*** MATERIAL SUPPLIED ***

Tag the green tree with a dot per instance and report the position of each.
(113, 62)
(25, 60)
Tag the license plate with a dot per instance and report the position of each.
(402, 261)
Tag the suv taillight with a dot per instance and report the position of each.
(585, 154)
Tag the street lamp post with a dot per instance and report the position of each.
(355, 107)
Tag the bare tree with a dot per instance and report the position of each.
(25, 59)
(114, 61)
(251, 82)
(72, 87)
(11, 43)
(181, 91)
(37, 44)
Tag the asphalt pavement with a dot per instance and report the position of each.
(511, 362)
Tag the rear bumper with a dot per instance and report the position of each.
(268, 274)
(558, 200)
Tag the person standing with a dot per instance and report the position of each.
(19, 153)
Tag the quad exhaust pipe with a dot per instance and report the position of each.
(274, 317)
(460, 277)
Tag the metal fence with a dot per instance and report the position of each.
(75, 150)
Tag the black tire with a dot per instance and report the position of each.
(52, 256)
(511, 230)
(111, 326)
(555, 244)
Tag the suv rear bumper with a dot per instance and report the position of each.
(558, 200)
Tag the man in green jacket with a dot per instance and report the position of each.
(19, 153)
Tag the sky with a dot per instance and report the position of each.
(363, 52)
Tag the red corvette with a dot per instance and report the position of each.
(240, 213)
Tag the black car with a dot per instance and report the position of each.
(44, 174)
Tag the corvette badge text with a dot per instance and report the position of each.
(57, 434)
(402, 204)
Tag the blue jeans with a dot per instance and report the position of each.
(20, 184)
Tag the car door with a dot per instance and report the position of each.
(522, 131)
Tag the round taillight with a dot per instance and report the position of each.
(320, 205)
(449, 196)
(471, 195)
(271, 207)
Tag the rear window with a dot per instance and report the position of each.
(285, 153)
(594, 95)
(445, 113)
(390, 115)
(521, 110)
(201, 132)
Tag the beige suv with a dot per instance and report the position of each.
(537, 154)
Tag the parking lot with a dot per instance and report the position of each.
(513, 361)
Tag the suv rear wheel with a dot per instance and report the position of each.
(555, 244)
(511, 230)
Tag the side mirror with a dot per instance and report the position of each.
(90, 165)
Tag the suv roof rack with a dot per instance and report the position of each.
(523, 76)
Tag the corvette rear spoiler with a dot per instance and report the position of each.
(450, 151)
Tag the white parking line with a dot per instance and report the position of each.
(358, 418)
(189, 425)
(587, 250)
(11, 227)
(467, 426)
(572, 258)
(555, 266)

*** End of MATERIAL SUPPLIED ***

### [YOUR TASK]
Would you reproduce every record above exactly as it appears?

### [RESPONSE AREA]
Tag the green tree with a dot per instance and report the position of each.
(113, 62)
(25, 60)
Tag the license plate with a dot per instance and report the position of each.
(402, 261)
Tag the suv taillight with a dot per instance and report the position of each.
(585, 154)
Tag the street lamp post with a dot per instance and report the position of each.
(355, 107)
Tag the bare tree with a dot per instance and report the position of each.
(25, 59)
(114, 61)
(251, 82)
(72, 87)
(11, 43)
(181, 91)
(37, 44)
Tag the asphalt pavement with a dot per instance and report the position of each.
(511, 362)
Tag the rear bumper with a dot per instance and report the position of each.
(268, 274)
(558, 200)
Tag the person standing with a dot per instance and report the position of each.
(19, 153)
Tag the quad exhaust pipe with a dot per instance and report the position of each.
(274, 317)
(460, 277)
Tag the metal fence with a dot per instance and report the position of each.
(75, 150)
Tag the black tire with a dot per instance and report the position of each.
(52, 256)
(511, 230)
(111, 326)
(555, 244)
Tag the suv rear bumper with a dot per instance and report the position of each.
(558, 200)
Tag the man in green jacket with a dot per instance and report the position of each.
(19, 153)
Tag the sky with a dot per instance and report the position of each.
(363, 52)
Tag the red corvette with a dot per instance and report the position of each.
(240, 213)
Tag the black car with a dot per instance and report the position of each.
(44, 174)
Tag the corvette badge text with a dot per instance and report the position of each.
(57, 434)
(402, 204)
Tag the blue jeans with a dot per instance and report the position of each.
(20, 184)
Tag the car door with a dot per instance and report the position of each.
(522, 131)
Tag the round taillight with a dot per instance and report the position of each.
(320, 205)
(449, 196)
(471, 195)
(271, 207)
Tag the rear window with a dot per instance and report the position of each.
(285, 153)
(594, 95)
(445, 113)
(390, 115)
(521, 110)
(201, 132)
Tag the beige suv with a dot per instance and report the position of each.
(537, 154)
Tag the parking lot with a dot per instance and report the position of each.
(513, 361)
Tag the suv rear wheel with a dot per instance and report the position of each.
(555, 244)
(511, 230)
Tag the side mirror with a dot per instance and report the position of each.
(90, 165)
Tag the suv roof rack with a dot per instance and report the position of each.
(523, 76)
Tag the corvette rear spoiler with a dot per instance and report the position of each.
(450, 151)
Tag the white parking line with a dot per instance and report the position of each.
(358, 418)
(189, 425)
(587, 250)
(11, 227)
(467, 426)
(572, 258)
(555, 266)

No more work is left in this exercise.